Data in this exercise:
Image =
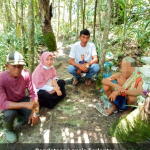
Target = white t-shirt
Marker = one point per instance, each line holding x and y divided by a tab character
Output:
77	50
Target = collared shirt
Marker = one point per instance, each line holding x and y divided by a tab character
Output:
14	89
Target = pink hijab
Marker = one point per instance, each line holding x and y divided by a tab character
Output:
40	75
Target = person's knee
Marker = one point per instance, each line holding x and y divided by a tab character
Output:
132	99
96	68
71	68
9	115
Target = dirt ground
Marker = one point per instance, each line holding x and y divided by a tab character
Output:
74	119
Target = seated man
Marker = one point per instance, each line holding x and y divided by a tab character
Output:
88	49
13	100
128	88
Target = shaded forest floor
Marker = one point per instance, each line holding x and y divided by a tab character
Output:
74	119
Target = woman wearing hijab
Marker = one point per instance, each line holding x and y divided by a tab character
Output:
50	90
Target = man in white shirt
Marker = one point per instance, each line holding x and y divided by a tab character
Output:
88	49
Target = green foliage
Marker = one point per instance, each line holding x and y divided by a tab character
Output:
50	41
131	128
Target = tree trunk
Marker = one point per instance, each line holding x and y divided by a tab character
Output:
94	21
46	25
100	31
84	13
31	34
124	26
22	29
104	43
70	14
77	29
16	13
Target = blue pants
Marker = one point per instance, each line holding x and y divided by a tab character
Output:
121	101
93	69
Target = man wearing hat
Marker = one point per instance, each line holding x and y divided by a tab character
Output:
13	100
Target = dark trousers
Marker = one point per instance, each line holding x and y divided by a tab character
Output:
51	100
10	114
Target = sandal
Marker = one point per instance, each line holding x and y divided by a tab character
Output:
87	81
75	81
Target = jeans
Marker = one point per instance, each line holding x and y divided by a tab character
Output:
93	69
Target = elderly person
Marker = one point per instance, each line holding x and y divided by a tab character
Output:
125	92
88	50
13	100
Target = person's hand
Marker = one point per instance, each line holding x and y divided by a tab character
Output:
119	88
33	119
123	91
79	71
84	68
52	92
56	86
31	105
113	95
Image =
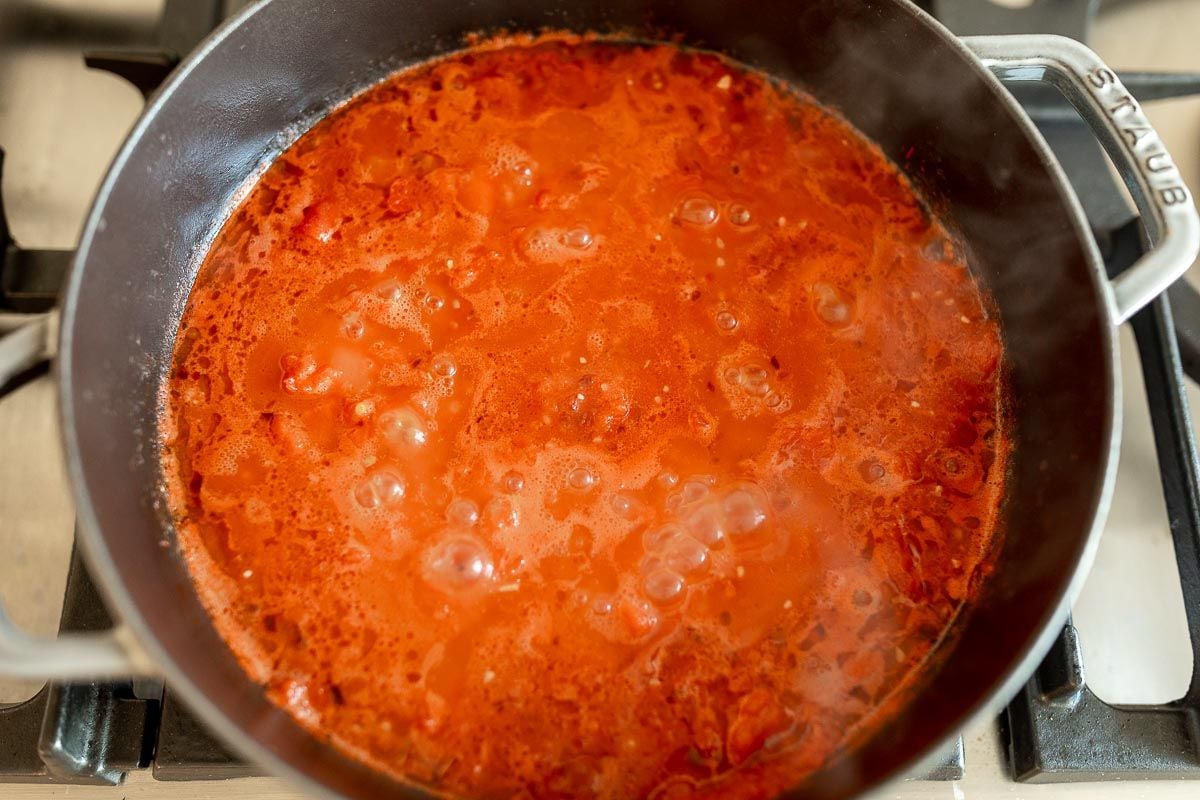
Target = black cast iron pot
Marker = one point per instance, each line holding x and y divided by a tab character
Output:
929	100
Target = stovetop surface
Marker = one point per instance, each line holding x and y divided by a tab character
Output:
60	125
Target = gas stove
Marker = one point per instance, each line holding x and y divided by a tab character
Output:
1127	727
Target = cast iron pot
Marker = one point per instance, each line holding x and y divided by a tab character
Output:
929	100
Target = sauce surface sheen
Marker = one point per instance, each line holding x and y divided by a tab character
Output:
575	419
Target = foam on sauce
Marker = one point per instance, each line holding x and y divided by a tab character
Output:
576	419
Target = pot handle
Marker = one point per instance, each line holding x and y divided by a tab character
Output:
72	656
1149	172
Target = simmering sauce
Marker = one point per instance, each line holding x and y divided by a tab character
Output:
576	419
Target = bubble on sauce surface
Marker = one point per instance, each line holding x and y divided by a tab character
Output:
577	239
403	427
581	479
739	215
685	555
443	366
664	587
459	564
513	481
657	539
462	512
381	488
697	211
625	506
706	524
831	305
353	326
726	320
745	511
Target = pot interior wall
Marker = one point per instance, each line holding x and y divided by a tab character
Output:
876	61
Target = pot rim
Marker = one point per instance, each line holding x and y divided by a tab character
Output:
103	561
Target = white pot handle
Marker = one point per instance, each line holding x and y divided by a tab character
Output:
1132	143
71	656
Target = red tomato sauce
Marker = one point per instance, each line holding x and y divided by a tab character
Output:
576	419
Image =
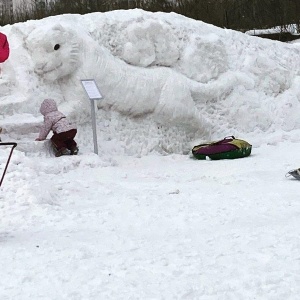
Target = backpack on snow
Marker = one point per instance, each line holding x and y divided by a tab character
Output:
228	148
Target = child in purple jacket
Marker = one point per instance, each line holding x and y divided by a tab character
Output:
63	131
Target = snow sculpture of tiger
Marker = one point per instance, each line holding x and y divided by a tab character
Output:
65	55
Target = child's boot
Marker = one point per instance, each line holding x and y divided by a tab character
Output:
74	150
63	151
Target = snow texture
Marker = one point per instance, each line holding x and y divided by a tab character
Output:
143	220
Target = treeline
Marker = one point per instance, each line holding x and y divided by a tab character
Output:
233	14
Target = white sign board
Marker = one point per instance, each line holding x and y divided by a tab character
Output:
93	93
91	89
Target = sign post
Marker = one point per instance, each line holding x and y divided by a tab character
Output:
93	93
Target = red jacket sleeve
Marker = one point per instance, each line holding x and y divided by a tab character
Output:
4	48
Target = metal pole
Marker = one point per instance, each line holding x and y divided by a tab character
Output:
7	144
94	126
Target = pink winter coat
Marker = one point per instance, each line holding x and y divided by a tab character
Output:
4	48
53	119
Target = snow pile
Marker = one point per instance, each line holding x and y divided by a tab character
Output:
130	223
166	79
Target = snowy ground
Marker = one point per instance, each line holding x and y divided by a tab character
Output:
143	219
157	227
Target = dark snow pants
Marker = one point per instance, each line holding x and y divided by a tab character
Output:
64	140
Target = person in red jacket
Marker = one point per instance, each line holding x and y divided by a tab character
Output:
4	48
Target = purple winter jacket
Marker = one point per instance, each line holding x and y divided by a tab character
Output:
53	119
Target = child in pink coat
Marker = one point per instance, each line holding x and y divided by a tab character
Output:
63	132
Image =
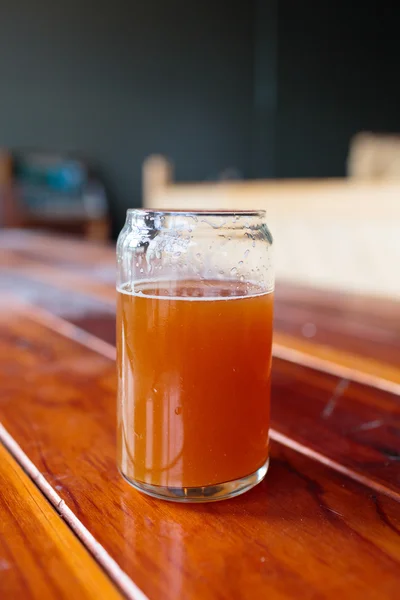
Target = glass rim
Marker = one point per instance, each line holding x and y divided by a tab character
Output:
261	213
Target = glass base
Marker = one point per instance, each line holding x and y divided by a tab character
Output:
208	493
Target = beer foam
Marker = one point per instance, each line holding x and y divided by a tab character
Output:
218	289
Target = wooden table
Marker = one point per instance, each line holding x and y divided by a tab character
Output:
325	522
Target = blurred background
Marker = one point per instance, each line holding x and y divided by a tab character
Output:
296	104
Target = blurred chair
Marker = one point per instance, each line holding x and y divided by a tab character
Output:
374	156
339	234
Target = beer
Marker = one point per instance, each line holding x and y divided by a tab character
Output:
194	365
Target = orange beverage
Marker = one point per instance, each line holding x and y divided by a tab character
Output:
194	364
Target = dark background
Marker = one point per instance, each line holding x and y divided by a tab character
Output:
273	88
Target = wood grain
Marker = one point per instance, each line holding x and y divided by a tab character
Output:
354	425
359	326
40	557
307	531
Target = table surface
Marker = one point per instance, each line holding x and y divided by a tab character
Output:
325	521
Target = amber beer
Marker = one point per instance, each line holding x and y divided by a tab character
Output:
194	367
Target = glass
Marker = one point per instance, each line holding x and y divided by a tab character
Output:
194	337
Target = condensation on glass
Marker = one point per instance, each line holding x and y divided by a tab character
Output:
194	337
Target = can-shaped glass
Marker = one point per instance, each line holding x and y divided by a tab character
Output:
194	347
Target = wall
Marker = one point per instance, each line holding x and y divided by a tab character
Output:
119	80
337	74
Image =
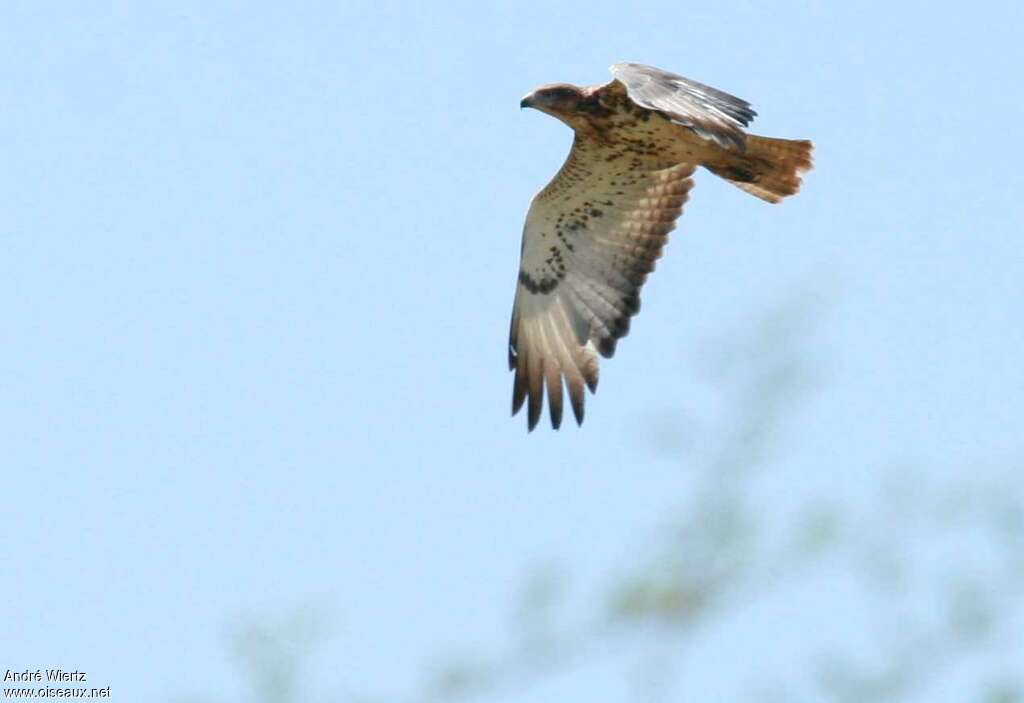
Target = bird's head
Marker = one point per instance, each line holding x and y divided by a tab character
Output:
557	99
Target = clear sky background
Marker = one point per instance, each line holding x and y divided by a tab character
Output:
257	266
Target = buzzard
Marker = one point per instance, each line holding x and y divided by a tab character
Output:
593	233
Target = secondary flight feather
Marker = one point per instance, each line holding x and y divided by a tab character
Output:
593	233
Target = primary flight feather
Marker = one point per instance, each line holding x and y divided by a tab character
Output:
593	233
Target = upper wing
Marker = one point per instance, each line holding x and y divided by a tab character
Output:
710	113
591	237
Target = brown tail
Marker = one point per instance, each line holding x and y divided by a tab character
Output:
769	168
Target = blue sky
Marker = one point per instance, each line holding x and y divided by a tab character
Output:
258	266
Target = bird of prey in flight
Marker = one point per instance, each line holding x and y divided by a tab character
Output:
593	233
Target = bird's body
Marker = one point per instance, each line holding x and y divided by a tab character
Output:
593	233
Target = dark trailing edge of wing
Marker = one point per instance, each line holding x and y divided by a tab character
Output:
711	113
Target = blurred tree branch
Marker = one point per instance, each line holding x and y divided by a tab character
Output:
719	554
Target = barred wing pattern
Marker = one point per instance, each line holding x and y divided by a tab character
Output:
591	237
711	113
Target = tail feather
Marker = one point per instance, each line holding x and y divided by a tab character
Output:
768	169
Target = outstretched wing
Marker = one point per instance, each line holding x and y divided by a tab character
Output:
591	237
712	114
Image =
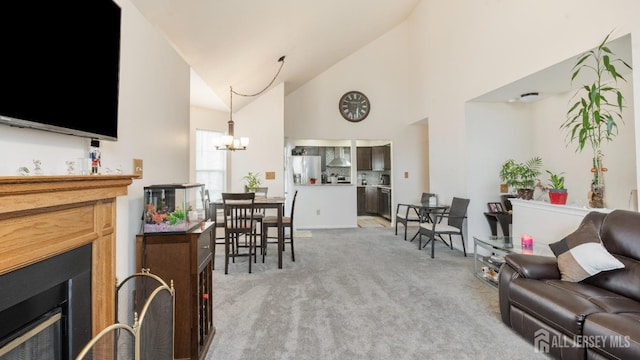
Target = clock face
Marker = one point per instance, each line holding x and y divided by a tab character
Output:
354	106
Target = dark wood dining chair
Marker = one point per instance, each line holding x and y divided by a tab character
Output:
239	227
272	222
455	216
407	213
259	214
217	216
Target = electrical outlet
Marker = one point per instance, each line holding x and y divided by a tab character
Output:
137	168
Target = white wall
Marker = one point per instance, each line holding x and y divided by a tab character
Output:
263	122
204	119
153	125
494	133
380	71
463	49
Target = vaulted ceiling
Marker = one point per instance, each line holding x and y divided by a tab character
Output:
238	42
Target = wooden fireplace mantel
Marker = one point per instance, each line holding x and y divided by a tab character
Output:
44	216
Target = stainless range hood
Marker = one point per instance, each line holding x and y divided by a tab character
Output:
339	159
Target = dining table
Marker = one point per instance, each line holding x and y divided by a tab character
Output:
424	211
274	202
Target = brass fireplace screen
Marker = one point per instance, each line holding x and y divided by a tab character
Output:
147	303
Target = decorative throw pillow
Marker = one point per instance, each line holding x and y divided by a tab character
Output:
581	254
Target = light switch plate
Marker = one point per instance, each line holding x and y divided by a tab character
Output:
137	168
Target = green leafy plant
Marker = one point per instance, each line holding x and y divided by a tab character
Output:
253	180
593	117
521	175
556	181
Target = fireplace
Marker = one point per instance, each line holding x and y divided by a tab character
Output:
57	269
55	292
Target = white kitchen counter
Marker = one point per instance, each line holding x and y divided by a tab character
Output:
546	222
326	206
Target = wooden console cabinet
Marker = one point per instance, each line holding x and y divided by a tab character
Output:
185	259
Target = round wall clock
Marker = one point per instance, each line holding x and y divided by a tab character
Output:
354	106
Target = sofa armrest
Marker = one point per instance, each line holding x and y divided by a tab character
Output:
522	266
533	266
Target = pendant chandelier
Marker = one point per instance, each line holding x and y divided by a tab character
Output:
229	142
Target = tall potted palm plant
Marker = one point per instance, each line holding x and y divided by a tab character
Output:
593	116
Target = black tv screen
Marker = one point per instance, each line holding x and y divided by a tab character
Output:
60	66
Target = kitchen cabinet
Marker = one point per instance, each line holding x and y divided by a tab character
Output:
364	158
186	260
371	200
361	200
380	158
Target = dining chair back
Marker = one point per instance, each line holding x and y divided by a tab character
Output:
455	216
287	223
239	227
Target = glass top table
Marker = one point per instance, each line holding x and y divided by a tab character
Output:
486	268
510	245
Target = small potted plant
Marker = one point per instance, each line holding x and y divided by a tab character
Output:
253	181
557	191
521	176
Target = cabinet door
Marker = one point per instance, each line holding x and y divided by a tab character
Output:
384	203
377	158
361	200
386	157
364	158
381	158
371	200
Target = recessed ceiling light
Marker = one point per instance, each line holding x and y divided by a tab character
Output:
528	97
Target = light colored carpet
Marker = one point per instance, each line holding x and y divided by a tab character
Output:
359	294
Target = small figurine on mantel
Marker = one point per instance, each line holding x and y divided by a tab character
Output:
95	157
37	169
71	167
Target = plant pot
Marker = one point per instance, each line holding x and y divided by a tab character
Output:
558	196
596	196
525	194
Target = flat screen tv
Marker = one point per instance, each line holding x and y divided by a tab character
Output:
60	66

Assignment: In the data above, which lines have "black"? Report each of them.

Answer to the exercise:
Target = black cast iron pot
Target = black tv screen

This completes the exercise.